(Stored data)
• • • •

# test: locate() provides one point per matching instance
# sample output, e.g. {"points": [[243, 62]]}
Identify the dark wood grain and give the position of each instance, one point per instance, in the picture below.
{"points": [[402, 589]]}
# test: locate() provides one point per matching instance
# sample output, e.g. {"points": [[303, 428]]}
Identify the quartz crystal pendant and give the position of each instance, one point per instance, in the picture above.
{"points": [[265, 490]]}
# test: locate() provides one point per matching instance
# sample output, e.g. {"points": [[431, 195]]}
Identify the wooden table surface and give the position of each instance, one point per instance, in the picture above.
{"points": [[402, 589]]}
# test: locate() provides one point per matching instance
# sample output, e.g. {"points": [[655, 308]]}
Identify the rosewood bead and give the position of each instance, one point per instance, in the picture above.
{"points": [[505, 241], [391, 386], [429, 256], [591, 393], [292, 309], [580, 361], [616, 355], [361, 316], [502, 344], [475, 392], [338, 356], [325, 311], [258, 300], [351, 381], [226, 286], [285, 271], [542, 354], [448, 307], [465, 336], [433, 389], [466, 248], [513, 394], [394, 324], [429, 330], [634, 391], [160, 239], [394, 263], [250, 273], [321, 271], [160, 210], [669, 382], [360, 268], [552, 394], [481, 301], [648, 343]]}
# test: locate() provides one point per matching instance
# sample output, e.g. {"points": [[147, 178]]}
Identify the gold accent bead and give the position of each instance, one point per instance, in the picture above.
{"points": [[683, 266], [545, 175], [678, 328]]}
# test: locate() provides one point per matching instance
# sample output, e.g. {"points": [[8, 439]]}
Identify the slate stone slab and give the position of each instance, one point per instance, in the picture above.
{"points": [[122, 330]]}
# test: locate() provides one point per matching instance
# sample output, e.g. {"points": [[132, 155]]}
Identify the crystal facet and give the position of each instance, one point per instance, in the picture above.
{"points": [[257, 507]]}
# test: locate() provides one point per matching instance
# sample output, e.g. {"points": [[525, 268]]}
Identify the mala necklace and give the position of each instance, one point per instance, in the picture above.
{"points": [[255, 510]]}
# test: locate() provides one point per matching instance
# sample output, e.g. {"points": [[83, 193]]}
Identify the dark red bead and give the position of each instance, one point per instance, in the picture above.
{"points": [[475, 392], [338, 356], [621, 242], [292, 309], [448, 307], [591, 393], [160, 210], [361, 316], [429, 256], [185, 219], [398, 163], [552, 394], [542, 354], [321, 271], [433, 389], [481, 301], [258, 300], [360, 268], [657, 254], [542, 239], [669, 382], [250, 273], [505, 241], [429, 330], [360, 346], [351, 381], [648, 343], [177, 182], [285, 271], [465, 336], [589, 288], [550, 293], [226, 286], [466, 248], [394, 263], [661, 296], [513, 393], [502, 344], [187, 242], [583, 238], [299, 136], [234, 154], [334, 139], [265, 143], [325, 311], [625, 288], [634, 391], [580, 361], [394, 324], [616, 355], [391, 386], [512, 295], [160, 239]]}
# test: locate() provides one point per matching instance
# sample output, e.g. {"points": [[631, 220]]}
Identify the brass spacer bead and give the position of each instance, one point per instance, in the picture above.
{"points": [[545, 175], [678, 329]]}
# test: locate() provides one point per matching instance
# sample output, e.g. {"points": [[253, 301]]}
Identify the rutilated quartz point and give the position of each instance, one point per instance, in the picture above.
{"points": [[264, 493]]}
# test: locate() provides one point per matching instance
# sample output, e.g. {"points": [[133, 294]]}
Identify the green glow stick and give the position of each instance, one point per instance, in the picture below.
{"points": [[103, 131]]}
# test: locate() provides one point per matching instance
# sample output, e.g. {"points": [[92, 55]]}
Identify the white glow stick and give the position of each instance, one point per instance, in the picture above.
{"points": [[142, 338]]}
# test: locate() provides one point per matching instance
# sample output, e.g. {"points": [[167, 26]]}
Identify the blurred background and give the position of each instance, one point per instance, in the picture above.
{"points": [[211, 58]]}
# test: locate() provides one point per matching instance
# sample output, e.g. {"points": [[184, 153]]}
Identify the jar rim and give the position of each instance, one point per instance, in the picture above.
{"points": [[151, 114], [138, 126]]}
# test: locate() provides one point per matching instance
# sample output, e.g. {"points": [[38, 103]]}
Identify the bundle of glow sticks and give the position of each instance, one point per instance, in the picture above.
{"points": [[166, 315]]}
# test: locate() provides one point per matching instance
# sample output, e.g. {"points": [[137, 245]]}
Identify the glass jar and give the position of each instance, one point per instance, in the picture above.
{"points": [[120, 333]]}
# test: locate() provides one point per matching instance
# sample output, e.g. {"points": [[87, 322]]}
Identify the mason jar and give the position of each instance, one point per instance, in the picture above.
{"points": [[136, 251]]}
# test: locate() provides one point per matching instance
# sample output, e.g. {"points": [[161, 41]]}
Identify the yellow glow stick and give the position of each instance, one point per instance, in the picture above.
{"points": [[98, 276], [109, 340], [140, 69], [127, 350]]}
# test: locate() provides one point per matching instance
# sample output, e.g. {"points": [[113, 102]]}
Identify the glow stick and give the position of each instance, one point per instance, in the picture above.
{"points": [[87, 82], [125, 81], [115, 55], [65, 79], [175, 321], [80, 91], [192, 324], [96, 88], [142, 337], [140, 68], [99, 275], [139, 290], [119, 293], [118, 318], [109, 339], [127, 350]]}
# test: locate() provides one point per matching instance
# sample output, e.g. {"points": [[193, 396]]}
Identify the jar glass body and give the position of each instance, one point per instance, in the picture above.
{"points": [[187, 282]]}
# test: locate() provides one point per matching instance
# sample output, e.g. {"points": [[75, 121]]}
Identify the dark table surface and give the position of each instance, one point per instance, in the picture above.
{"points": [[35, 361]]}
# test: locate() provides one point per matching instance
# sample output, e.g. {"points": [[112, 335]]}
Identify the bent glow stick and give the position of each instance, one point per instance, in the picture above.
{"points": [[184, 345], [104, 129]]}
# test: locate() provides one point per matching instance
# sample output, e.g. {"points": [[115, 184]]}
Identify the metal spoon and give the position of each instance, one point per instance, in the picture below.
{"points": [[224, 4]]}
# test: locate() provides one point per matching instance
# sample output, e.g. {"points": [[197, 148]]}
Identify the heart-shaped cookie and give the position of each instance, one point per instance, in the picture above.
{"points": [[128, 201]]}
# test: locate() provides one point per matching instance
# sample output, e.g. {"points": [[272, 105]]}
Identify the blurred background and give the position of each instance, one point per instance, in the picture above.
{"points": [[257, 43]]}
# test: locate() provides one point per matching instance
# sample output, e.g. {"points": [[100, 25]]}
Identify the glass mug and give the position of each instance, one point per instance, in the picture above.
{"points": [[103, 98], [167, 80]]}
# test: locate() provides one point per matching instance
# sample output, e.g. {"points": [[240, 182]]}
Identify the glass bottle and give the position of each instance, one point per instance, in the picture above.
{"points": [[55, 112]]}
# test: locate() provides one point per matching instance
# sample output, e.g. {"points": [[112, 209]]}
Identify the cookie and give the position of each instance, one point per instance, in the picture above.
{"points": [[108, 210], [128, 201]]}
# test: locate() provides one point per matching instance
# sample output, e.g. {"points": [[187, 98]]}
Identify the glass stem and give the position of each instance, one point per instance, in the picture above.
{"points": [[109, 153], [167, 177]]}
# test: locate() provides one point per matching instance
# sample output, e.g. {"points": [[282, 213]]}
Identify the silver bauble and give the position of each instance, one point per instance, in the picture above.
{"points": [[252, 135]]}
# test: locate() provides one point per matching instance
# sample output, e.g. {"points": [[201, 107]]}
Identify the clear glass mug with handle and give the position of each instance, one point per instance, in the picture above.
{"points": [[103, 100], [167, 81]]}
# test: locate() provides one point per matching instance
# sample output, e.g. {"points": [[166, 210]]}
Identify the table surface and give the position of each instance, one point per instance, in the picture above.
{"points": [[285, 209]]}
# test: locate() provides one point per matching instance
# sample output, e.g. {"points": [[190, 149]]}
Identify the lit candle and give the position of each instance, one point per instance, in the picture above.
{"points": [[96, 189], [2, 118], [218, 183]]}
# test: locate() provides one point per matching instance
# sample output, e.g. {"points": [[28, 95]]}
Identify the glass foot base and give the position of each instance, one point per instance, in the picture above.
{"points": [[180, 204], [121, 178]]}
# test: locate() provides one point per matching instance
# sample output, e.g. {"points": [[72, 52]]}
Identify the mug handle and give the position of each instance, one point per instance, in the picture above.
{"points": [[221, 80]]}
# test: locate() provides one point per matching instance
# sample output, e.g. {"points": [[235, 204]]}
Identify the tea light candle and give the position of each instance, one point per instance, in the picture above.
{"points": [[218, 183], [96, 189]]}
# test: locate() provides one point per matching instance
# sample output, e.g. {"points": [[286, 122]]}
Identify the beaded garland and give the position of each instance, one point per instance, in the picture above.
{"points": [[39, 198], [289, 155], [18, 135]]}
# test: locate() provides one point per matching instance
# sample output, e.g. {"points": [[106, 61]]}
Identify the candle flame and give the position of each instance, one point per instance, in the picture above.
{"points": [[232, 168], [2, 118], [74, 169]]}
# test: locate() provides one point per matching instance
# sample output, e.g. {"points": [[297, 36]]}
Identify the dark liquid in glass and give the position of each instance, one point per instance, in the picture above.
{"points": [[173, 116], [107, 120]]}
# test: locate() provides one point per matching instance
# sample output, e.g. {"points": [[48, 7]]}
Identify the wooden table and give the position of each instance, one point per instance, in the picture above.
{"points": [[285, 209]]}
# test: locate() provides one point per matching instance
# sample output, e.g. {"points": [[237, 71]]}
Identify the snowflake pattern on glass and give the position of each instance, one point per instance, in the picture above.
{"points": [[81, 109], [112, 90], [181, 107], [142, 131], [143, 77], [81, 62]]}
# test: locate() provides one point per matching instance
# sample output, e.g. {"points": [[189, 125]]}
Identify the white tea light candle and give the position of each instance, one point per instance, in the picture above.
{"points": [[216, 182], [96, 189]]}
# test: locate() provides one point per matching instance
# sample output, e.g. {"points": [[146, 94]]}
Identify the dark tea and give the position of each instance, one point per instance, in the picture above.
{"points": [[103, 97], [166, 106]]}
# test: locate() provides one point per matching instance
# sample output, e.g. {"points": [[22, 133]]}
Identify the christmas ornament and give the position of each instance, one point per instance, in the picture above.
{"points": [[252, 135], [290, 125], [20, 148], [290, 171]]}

• • • •

**PROBLEM STATEMENT**
Report each line of the records above that contains the word "glow", copying every such line in full.

**EXERCISE RESPONSE**
Identify the green glow stick and give the position of each instance, one point per instance, in the picture below.
Identify the white glow stick and give the position of each instance, one point per instance, in the picture above.
Identify the bundle of glow sticks and give the position of each instance, one point per instance, in the picture above.
Identify the yellow glow stick and give the position of each instance, one point per instance, in the picture above.
Identify the glow stick and give the position of each instance, one point per instance, in the picture above.
Identify the bent glow stick and give the position of each instance, one point per instance, in the picture above.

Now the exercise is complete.